→ **SELECTION**:
Start
Hi,

On 13 Dec 2017, at 12:28 am, Garret Peirce <pei...@maine.edu> wrote:

I should've circled back/followed up as we worked through this.
We worked w/Cisco earlier this year and they had since developed 8.3.121 which 
among others IIRC included resolutions to these relevant issues.
CSCvb65706 , CSCvc74528, CSCvd07423, CSCuz47559.

Since 8.3.121.1 (and above) , our incident rate has fallen to nearly zero 
across ~9k APs,
We've also been working on them with CSCvf28459 (related to an nvram issue) for 
which the fix I hear is to be released soon.

Is the NVRAM issue the one where the AP config goes missing and the AP comes 
back with an empty config?  We see that, too (and some other more local 
institutions have hit it as well).  Can't seem to see the bug details in Bug 
Search (unexpected error occurred, please try again).

We're getting a custom engineering release cut at the moment so we'd like to 
get as many fixes (if they're available) in as possible. This'll be an MR 
escalation image on 8.3.



> On 13 Dec 2017, at 12:00 am, Jan Freerk Popma <j.f.po...@utwente.nl> wrote:
> 
> Hi all,
>  
> We also have this problem for about a year now but exclusively on 3600’s, 
> although 2600 and 3700 are not beyond suspicion, our 702, 1140, 1810, 2700’s 
> seem to be fine.
> It also looked like we were the only ones with this problem but there are 
> more.
> So get on to your supplier and Cisco that this is a serious issue and needs 
> fixing.
>  
> I seems to be at least in all 8.2 and 8.3 releases.
> We have TAC-case SR 682811103 running for this and we are currently running a 
> 8.2.166.0 based debug version testing out a possible fix.
>  
> What seems to be the case is that the flash file system gets corrupted.
> Not surprisingly when the AP needs to reboot it runs into all kind of 
> problems, like a not working boot image, not loading radio firmware or 
> corrupt config. The AP drops to boot rom or gets in to a boot loop.
> The only remedy is via the console do fsck or format of the flash and to 
> reload either the current image or the recovery image from a tftp server.
End
→ **DATA SECTION**:
Start
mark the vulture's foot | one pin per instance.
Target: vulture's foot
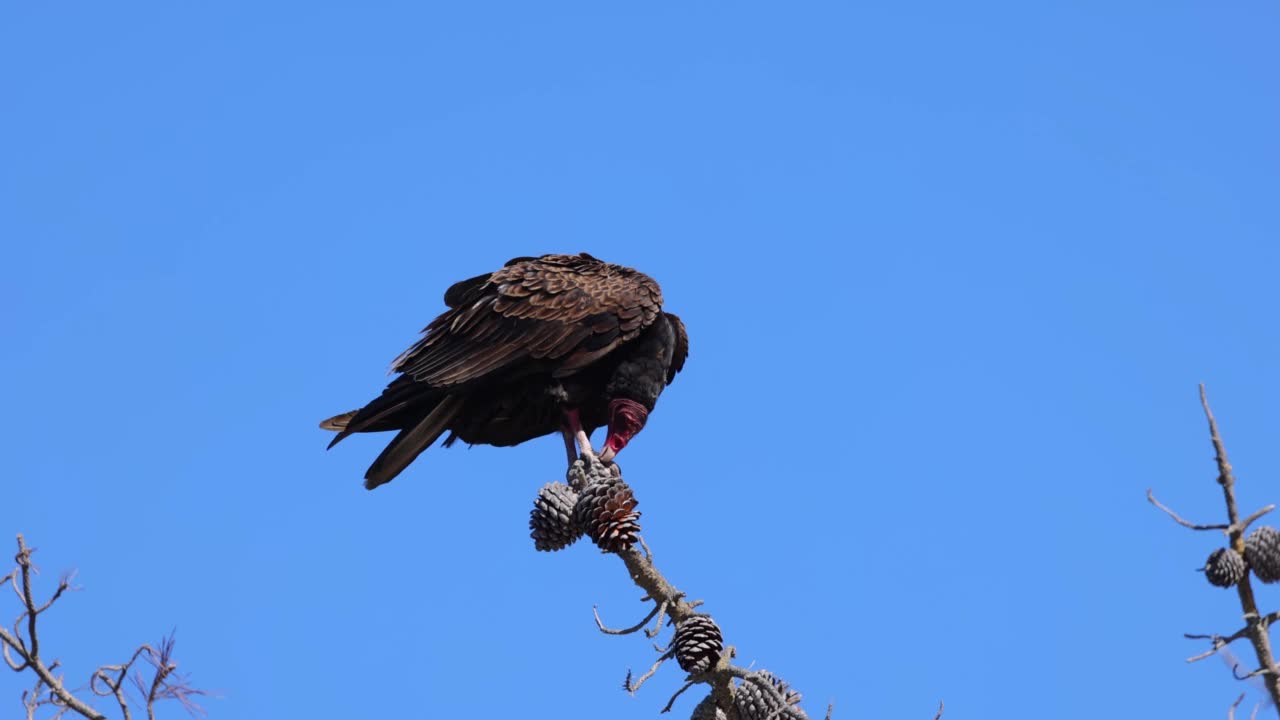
End
→ **EXERCISES**:
a) In the thread about access point failures, render the sentence "What seems to be the case is that the flash file system gets corrupted." into Spanish.
b) Repeat the part of the access point thread between "We're getting a" and "to be fine.", inclusive.

→ **WORKED SOLUTIONS**:
a) Lo que parece ocurrir es que el sistema de archivos flash se corrompe.

b)
We're getting a custom engineering release cut at the moment so we'd like to 
get as many fixes (if they're available) in as possible. This'll be an MR 
escalation image on 8.3.



> On 13 Dec 2017, at 12:00 am, Jan Freerk Popma <j.f.po...@utwente.nl> wrote:
> 
> Hi all,
>  
> We also have this problem for about a year now but exclusively on 3600’s, 
> although 2600 and 3700 are not beyond suspicion, our 702, 1140, 1810, 2700’s 
> seem to be fine.